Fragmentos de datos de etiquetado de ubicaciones
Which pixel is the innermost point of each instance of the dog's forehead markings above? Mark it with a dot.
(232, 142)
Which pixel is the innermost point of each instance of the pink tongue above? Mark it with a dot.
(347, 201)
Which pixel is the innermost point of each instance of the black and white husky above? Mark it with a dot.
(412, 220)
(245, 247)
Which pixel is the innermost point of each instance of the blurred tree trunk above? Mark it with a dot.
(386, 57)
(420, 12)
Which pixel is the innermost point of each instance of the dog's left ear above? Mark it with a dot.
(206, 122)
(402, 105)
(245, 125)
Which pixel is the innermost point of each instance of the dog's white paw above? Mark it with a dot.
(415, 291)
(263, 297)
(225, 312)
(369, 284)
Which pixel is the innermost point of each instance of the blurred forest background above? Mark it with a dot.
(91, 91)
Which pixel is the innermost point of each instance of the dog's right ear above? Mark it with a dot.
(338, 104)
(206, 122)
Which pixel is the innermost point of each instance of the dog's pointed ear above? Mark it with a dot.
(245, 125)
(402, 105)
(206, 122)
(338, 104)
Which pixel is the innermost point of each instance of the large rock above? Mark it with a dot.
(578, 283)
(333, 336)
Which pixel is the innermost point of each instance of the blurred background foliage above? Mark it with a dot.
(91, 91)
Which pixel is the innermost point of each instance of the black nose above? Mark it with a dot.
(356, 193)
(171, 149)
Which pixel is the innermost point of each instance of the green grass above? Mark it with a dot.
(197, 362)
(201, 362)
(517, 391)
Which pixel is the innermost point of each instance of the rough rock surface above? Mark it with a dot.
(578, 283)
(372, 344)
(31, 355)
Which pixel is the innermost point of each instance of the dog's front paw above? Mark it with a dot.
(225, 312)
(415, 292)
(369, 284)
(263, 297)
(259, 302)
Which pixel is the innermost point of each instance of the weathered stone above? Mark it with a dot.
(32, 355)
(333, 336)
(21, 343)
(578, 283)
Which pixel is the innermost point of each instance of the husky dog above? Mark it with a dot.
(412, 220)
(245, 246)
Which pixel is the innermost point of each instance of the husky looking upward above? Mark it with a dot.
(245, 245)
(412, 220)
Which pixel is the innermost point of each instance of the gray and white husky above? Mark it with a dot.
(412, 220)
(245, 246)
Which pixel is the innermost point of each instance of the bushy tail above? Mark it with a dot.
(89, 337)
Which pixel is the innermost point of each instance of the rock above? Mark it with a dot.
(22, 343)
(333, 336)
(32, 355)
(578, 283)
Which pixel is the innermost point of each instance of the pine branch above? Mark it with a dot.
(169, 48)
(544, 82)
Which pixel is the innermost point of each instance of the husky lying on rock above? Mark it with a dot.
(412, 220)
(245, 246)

▶ [CONSIGNA] Reproduce todas las entradas de arriba, línea por línea, sin cambiar nada.

▶ [RESPUESTA DEL EJERCICIO]
Which pixel is the innermost point of each instance of the dog's forehead markings above? Mark it with a dot.
(232, 142)
Which pixel is the innermost point of each instance of the pink tongue above? Mark it with a dot.
(347, 201)
Which pixel is the innermost point of each instance of the black and white husky above? Mark it with a dot.
(412, 220)
(245, 247)
Which pixel is the innermost point of each instance of the blurred tree trunk above? Mark it with a dot.
(386, 57)
(420, 12)
Which pixel is the innermost point of each instance of the dog's left ear above? Mark it with a dot.
(206, 122)
(402, 105)
(245, 125)
Which pixel is the innermost point of each instance of the dog's white paw above? Mark it with a dot.
(415, 291)
(263, 297)
(225, 312)
(369, 284)
Which pixel is the innermost point of each instance of the blurred forest background above? Mark it with a dot.
(91, 91)
Which pixel is the innermost point of each instance of the dog's right ear above? Mark it with a dot.
(338, 104)
(206, 122)
Which pixel is the innermost point of each instance of the dog's pointed ear above? Mark it with a dot.
(245, 125)
(402, 105)
(206, 122)
(338, 104)
Which pixel is the innermost point of each instance of the large rock above? Mark it with a dot.
(578, 283)
(333, 336)
Which pixel is the innermost point of each instance of the blurred background foliage above? Mark it with a dot.
(91, 91)
Which pixel is the innermost point of each instance of the black nose above? Mark it with a dot.
(356, 193)
(171, 149)
Which pixel is the innermost point of each instance of the green grass above? Mark it with a dot.
(197, 362)
(201, 362)
(517, 391)
Which pixel is the innermost point of each instance of the rough rock surface above? Mark it with a dot.
(578, 283)
(372, 344)
(31, 355)
Which pixel is the innermost point of each instance of the dog's front paw above? Mark it with a dot.
(225, 312)
(415, 292)
(369, 284)
(263, 297)
(259, 302)
Which pixel is the innermost point of each instance of the weathered stone above? Mark it with a dot.
(32, 355)
(333, 336)
(21, 343)
(578, 283)
Which pixel is the innermost point of each instance of the husky dog above? Mark it with a dot.
(412, 220)
(245, 246)
Which pixel is the innermost point of each instance of the husky looking upward above? Mark it with a dot.
(245, 245)
(412, 220)
Which pixel is the innermost point of each instance of the gray and white husky above? Mark it with a dot.
(412, 220)
(245, 246)
Which pixel is the innermost point of each instance of the bushy tail above? Mark it with a dot.
(89, 337)
Which pixel is the innermost point of each instance of the rock above? Mark it with a dot.
(22, 343)
(333, 336)
(32, 355)
(578, 283)
Which pixel is the innermost point of each instance of the pine branch above? Mark it with a dot.
(169, 48)
(544, 82)
Which pixel is the innermost point of each instance of the husky lying on rock above? Mark it with a dot.
(412, 220)
(245, 246)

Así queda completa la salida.